_Exercise objective_: Retype all of the material below word for word, leaving out the pictures.

_Supplied records_:
-- Begin --
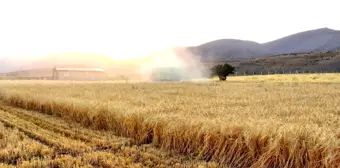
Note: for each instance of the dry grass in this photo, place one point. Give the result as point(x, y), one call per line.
point(29, 139)
point(310, 78)
point(237, 124)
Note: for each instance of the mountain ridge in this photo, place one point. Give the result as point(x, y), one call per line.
point(322, 39)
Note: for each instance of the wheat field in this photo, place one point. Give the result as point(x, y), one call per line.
point(256, 121)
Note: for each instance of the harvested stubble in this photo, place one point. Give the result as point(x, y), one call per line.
point(235, 124)
point(33, 140)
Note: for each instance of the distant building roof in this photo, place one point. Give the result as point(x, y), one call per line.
point(80, 69)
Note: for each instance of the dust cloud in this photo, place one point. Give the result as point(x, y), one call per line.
point(176, 64)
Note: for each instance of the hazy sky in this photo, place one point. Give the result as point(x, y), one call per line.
point(135, 28)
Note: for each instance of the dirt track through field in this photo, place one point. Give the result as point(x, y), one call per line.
point(36, 140)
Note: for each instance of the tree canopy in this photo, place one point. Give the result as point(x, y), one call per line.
point(222, 71)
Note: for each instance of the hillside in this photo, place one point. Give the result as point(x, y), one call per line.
point(230, 48)
point(302, 62)
point(324, 39)
point(313, 40)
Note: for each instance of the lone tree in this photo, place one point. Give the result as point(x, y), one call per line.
point(222, 71)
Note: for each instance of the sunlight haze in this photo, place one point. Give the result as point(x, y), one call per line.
point(133, 29)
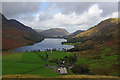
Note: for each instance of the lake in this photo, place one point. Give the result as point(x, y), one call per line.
point(47, 43)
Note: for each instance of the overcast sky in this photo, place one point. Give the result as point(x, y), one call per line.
point(68, 15)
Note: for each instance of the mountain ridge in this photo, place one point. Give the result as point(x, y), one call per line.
point(16, 34)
-- End --
_The solution_:
Note: for each instance of the dry grass in this photo, place one point. Give the result as point(x, y), one call per line.
point(29, 139)
point(310, 78)
point(237, 124)
Note: for each instance of the mountain ridge in this photo, place one point. Give the result as point(x, y), one call per line.
point(322, 39)
Note: for each instance of the wheat field in this photo, place one point. Give the result as point(x, y), one call per line.
point(256, 121)
Note: for each instance of the harvested stubble in this photo, place one point. Give the result as point(x, y), one call per line.
point(235, 124)
point(33, 140)
Note: for each instance of the distant building roof in this photo, place one point. Give the result as point(x, y), one call per line.
point(80, 69)
Note: for each instance of the dust cloud in this photo, place one point. Give the result as point(x, y), one call per line.
point(176, 64)
Note: for each instance of the hazy sky in this photo, place one point. Give the result as point(x, y), one call per line.
point(135, 28)
Note: for each instance of the dirt track through field in this photo, place one point. Give the result as point(x, y), one call per line.
point(36, 140)
Note: for each instance of the tree canopy in this photo, place one point. Give the result as point(x, y), one call per line.
point(222, 71)
Note: for each instance of the hillside in this photo, place one point. Give the result as point(x, y), one call per line.
point(230, 48)
point(302, 62)
point(324, 39)
point(313, 40)
Note: for each instance of the lone tree in this photo, place one point. Give the result as point(x, y), one call per line.
point(222, 71)
Note: for each instance of the sunlight haze in this photo, place one point. Give the result as point(x, y), one call per line.
point(133, 29)
Note: for each instance of the lake in this photo, place one point. Give the result as point(x, y), one call per line.
point(47, 43)
Note: for each instance of the overcast sky in this photo, place one point. Give the result as point(x, y), one call per line.
point(68, 15)
Note: for each instance of the mountain ridge in this photo, place one point. Give the result as point(x, y), one call per line.
point(16, 34)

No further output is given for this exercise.